Restate the full listing word for word and leave the pictures out.

──────────────────────────────

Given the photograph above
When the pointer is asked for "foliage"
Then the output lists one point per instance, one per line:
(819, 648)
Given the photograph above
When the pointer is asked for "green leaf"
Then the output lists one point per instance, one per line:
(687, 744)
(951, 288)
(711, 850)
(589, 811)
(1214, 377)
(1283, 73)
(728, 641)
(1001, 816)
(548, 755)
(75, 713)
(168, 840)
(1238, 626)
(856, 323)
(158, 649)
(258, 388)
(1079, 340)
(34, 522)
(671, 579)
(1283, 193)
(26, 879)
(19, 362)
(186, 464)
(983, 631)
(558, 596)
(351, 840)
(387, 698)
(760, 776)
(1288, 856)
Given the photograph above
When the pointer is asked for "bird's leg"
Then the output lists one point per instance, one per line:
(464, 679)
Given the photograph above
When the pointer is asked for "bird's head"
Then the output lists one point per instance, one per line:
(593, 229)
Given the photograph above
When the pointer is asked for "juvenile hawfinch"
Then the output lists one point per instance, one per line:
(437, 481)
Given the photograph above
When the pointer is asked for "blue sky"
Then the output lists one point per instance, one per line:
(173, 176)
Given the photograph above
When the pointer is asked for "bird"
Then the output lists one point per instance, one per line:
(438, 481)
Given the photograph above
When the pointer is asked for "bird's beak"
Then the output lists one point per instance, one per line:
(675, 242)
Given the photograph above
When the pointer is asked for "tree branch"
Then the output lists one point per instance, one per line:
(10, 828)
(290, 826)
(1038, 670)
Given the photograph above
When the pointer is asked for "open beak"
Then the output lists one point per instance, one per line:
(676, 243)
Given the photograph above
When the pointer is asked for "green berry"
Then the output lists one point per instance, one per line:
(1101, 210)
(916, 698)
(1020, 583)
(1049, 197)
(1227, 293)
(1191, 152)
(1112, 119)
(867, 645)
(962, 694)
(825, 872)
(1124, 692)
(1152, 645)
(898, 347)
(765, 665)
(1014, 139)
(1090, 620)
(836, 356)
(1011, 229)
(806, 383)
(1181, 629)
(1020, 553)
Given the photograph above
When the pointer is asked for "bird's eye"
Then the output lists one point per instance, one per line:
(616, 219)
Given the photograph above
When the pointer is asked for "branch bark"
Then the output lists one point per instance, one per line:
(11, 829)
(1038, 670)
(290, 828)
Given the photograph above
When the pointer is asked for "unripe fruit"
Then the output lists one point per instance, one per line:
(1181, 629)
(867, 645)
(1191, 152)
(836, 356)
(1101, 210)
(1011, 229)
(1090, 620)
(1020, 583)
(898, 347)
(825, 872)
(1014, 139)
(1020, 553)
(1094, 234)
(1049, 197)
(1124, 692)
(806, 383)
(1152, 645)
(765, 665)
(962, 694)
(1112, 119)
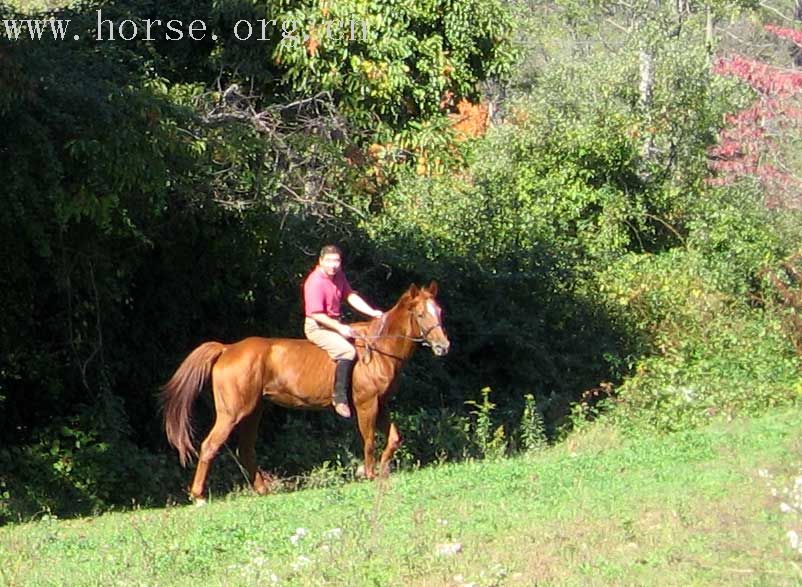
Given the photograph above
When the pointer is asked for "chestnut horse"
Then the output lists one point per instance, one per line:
(294, 373)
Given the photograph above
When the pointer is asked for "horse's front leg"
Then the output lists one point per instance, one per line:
(366, 422)
(390, 431)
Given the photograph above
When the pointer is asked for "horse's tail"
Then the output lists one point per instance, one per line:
(178, 394)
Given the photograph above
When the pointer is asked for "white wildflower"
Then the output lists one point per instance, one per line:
(300, 562)
(793, 538)
(448, 549)
(299, 534)
(333, 534)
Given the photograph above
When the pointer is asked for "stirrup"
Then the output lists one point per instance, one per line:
(342, 410)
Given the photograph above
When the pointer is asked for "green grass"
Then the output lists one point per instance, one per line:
(688, 509)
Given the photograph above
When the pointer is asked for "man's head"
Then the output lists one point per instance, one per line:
(330, 260)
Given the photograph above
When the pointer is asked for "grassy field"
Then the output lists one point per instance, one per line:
(697, 508)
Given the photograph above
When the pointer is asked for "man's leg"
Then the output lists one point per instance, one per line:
(343, 353)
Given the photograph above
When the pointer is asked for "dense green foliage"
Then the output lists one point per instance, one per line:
(158, 194)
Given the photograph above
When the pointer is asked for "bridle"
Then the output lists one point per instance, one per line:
(421, 338)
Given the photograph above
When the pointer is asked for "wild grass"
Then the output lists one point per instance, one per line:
(692, 508)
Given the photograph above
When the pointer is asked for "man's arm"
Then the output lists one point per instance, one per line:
(360, 305)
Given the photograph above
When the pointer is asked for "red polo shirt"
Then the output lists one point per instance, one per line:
(324, 294)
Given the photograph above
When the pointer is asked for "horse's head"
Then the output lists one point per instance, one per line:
(427, 317)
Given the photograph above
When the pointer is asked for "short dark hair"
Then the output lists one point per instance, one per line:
(330, 250)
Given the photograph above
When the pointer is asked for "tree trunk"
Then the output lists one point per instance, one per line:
(796, 52)
(646, 85)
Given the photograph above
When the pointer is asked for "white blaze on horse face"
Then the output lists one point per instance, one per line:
(433, 309)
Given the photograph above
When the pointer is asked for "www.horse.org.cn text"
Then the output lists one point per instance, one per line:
(154, 29)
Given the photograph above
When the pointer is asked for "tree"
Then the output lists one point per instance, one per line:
(762, 140)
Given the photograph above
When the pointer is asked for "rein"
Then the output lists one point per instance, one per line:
(422, 338)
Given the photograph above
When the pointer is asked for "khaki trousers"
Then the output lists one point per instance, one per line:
(332, 342)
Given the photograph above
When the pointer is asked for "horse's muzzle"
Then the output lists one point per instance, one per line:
(440, 348)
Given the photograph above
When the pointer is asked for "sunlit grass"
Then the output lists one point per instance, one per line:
(693, 508)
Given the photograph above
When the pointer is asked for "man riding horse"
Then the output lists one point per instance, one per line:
(324, 289)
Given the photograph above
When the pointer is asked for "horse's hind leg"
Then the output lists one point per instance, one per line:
(390, 431)
(223, 425)
(248, 432)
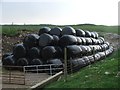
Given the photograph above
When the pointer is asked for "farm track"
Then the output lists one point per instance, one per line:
(31, 79)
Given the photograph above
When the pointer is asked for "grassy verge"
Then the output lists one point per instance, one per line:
(12, 30)
(103, 74)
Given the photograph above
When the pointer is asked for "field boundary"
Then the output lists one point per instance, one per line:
(47, 81)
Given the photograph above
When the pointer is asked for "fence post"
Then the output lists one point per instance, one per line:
(65, 64)
(105, 53)
(37, 69)
(50, 70)
(24, 74)
(94, 53)
(71, 65)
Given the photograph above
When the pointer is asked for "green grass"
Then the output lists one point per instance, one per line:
(93, 76)
(12, 30)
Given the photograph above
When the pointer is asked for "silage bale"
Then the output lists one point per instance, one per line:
(83, 41)
(55, 40)
(93, 41)
(56, 31)
(45, 40)
(86, 59)
(87, 34)
(68, 30)
(91, 59)
(9, 61)
(6, 55)
(31, 40)
(80, 33)
(19, 51)
(96, 35)
(67, 40)
(22, 62)
(79, 41)
(44, 30)
(36, 61)
(34, 52)
(88, 41)
(93, 34)
(102, 39)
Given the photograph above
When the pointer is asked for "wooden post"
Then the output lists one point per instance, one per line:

──────────────────────────────

- _RESPONSE TO THIS EXERCISE_
Given the photograph above
When the pointer is asked for "foliage"
Then the output lists one point per instance, one per line:
(819, 648)
Given the photograph above
When the pointer is asked for "green leaf"
Then the output lists one point per instance, one per line:
(687, 744)
(951, 288)
(711, 850)
(589, 811)
(1214, 377)
(1283, 73)
(728, 641)
(1001, 816)
(548, 755)
(75, 713)
(168, 840)
(1238, 626)
(856, 323)
(158, 649)
(258, 388)
(1079, 340)
(34, 522)
(671, 579)
(1283, 193)
(26, 879)
(19, 362)
(186, 464)
(983, 631)
(558, 596)
(351, 840)
(387, 698)
(760, 776)
(1288, 856)
Given the photograph above
When the pointer is asked for "bird's leg"
Then the output lists one point per instance, one per line:
(464, 679)
Given the photograph above
When the pointer is asked for "bird's head"
Then the output lists one point per instance, one per line:
(593, 229)
Given the photograph above
When the pointer is asked for "juvenile hawfinch"
Then the output lists one point per instance, one per line:
(437, 481)
Given the photograph above
When the pointer is asked for "blue sky"
Then the output lists one point per instance, one per line:
(173, 176)
Given the photograph above
When the pointer is asked for "bird"
Then the output lists one point per instance, one per line:
(438, 481)
Given the photograph above
When the pointer is asked for "bird's beak"
Then the output lists one point per instance, one per line:
(675, 242)
Given the photograph above
When the pointer is asked for "tree branch"
Then the output lists one point per instance, one per line:
(10, 828)
(290, 826)
(1038, 670)
Given the photograph above
When the pointer is asked for "open beak"
Then the output lists one point per instance, one per line:
(676, 243)
Given the photograph above
When the pointer is asked for "green berry"
Then the output lists one point per instance, one per line:
(1101, 210)
(916, 698)
(1020, 583)
(1049, 197)
(1227, 293)
(1191, 152)
(1112, 119)
(867, 645)
(962, 694)
(825, 872)
(1124, 692)
(1152, 645)
(898, 347)
(765, 665)
(1014, 139)
(1090, 620)
(836, 356)
(1011, 229)
(806, 383)
(1181, 629)
(1020, 553)
Given the photograph above
When the pointer is asked for "bird's eye"
Then the output lists one point per instance, one per line:
(616, 219)
Given the photograph above
When the pointer is asked for "branch bark"
Then the output lists one point per instance, one per line:
(11, 829)
(1038, 670)
(290, 828)
Given the photograph above
When the pointer is asked for "unripe fruit"
Then the output lists one point per instance, one per line:
(1181, 629)
(867, 645)
(1191, 152)
(836, 356)
(1101, 210)
(1011, 229)
(1090, 620)
(1020, 583)
(898, 347)
(825, 872)
(1014, 139)
(1020, 553)
(1094, 234)
(1049, 197)
(1124, 692)
(806, 383)
(1152, 645)
(765, 665)
(962, 694)
(1112, 119)
Given the photograph above
When the pointer is asked for "chestnut horse"
Then the output lists one point per instance, one per line:
(294, 373)
Given the photograph above
When the pointer is asked for "horse's front leg"
Then the output lists one point per instance, one per line:
(366, 422)
(390, 431)
Given the photograph above
When the pointer is asked for "horse's tail"
Then the output lists one point per instance, one per line:
(178, 394)
Given the photograph above
When the pointer is asked for "white wildflower"
Then the output lists one point per instance, one per line:
(300, 562)
(793, 538)
(448, 549)
(299, 534)
(333, 534)
Given the photograph above
When the pointer is asked for "stirrup"
Then the output lists one point per instance, one per line:
(342, 410)
Given the photograph above
When the pointer is asked for "green grass"
Then the output lists one point per instance, one per line:
(688, 509)
Given the photograph above
When the pointer is asked for "man's head"
Then the output lists one point per instance, one per line:
(330, 260)
Given the photograph above
When the pointer is asked for "grassy field"
Then the output lists one point per instance, one per line:
(697, 508)
Given the photograph above
When the pointer is asked for "man's leg"
Then the output lists one point per instance, one per line:
(343, 353)
Given the photograph above
When the pointer is asked for "dense green foliage"
Then the output lists one point per instance, one per line:
(158, 194)
Given the photograph above
When the pointer is asked for "bridle"
Then the output lists one point per instance, one per line:
(421, 338)
Given the photograph above
When the pointer is asked for "wild grass"
Then the output lists one point per instance, one per line:
(692, 508)
Given the photograph above
When the pointer is asked for "man's arm"
Then the output lists one point per instance, one per line:
(360, 305)
Given the photograph above
When the pointer is asked for "red polo shirt"
Then the output lists one point per instance, one per line:
(324, 294)
Given the photograph above
When the pointer is asked for "horse's head"
Then the output lists one point per instance, one per line:
(427, 317)
Given the photograph above
When the pointer is asked for "short dark hair"
Then the output lists one point per instance, one per line:
(330, 250)
Given the photograph above
When the pointer is asked for "tree trunk"
Then the output lists one point per instance, one per line:
(796, 52)
(646, 85)
Given the photograph above
When the pointer is asked for "white blaze on horse face"
Then the output lists one point per instance, one per line:
(433, 309)
Given the photograph above
When the pointer is asked for "www.horse.org.cn text"
Then the output lists one point per instance, one per line:
(154, 29)
Given the photograph above
When the pointer is asked for "tree"
Then the output lists one point per instance, one per line:
(762, 140)
Given the photograph above
When the pointer is asked for "rein"
Then the output lists one point per instance, one per line:
(422, 338)
Given the photograph above
When the pointer is asked for "khaki trousers"
Then the output lists one point per instance, one per line:
(332, 342)
Given the photograph above
When the pointer is asked for "horse's muzzle"
Then the output lists one point per instance, one per line:
(440, 348)
Given the photograph above
When the pointer is asked for "sunlit grass"
Then the output lists one point per instance, one per line:
(693, 508)
Given the photograph above
When the pointer is asked for "man riding horse"
Then the output lists one point per instance, one per line:
(324, 289)
Given the photograph above
When the pointer is asked for "horse's hind leg"
Then the output lists one point per instance, one per line:
(390, 431)
(223, 425)
(248, 432)
Given the photograph above
When the pointer is asked for "farm track"
Then the output lists one point per instance, one per line:
(31, 79)
Given the photograph above
When the pointer is asked for "grassy verge"
Then the output lists one point per instance, one per line:
(12, 30)
(103, 74)
Given the photograph above
When the pointer is asked for "field boundary"
Then the output lists one point per instance, one per line:
(47, 81)
Given the photograph above
When the pointer is asked for "fence post"
Then the output lists one point per instance, one per line:
(65, 64)
(105, 53)
(37, 69)
(50, 70)
(24, 74)
(94, 53)
(71, 65)
Given the photograph above
When the pointer is asked for "green grass"
Then the output lists one point per instance, one per line:
(93, 76)
(12, 30)
Given the photograph above
When the pointer is asked for "silage bale"
Then the output lists one point per instance, one per line:
(83, 41)
(55, 40)
(93, 41)
(56, 31)
(45, 40)
(86, 59)
(87, 34)
(68, 30)
(91, 59)
(9, 61)
(6, 55)
(31, 40)
(80, 33)
(19, 51)
(96, 35)
(67, 40)
(22, 62)
(79, 41)
(44, 30)
(36, 61)
(34, 52)
(88, 41)
(93, 34)
(102, 39)
Given the photograph above
When the pointer is asked for "wooden post"
Then the output lists one point per instance, one per line:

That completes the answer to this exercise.